-- RECORDED DATA --
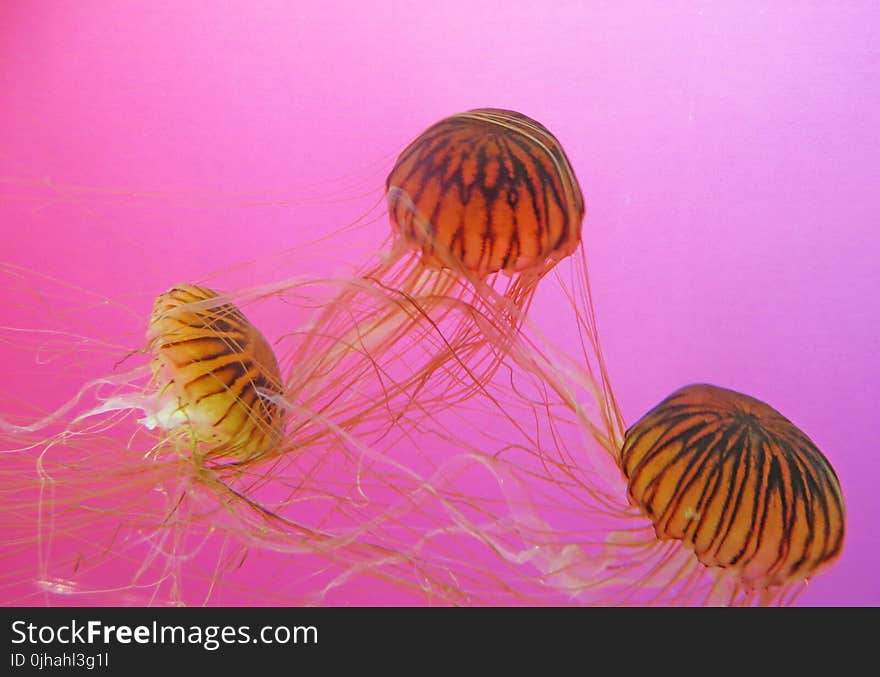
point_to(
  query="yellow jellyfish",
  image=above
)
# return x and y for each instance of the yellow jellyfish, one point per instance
(482, 205)
(100, 507)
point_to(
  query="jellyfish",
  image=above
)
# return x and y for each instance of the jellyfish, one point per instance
(730, 479)
(482, 205)
(711, 498)
(155, 484)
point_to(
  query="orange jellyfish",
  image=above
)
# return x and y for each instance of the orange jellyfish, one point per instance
(482, 205)
(163, 510)
(718, 499)
(730, 479)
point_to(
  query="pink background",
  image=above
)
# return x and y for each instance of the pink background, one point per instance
(727, 151)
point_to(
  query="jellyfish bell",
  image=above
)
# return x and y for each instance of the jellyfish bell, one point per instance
(93, 485)
(738, 484)
(215, 377)
(482, 205)
(488, 190)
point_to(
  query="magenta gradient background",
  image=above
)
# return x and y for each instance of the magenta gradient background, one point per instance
(728, 153)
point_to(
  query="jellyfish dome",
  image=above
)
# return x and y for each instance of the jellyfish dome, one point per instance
(738, 483)
(490, 189)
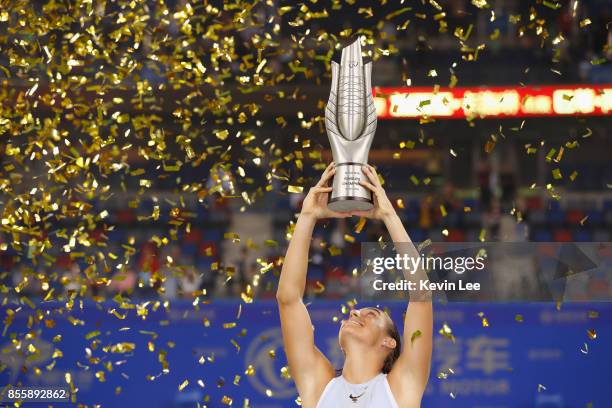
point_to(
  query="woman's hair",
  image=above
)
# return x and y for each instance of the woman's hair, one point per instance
(395, 353)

-- PROMPT --
Restate the listing word for word. Pictures do not belong in the copy.

-- ANSWER FOR THIS EXERCISE --
point_to(
  query="yellow jellyfish",
  image=above
)
# return x and y for each instance of the yellow jellyfish, one point per instance
(482, 205)
(100, 507)
point_to(
  query="jellyfish",
  image=above
)
# return x and y for each instance of the jellyfish, one point per instance
(730, 479)
(482, 205)
(711, 498)
(155, 484)
point_to(
  query="orange jellyfish",
  image=above
)
# return x and y for each instance of the orange jellyfish, one point per instance
(482, 205)
(163, 510)
(718, 499)
(730, 479)
point_to(
  query="pink background",
  image=above
)
# return x and y for each instance of the pink background, one point per instance
(727, 151)
point_to(
  query="jellyfish bell",
  image=above
)
# return x and y for each instance of the jellyfish bell, one point per instance
(93, 485)
(738, 484)
(215, 377)
(482, 205)
(488, 190)
point_to(
  query="magenta gradient background",
  image=above
)
# return x and y for each instance of the magenta gradient background, one point per instance
(728, 153)
point_to(
  query="jellyfish dome",
  image=above
)
# return x and y for each instance of the jellyfish dome, one point per instance
(738, 483)
(490, 189)
point_to(
  query="woman's hair",
  image=above
)
# return x and y for each instance of the woman's hair, one point per instance
(395, 353)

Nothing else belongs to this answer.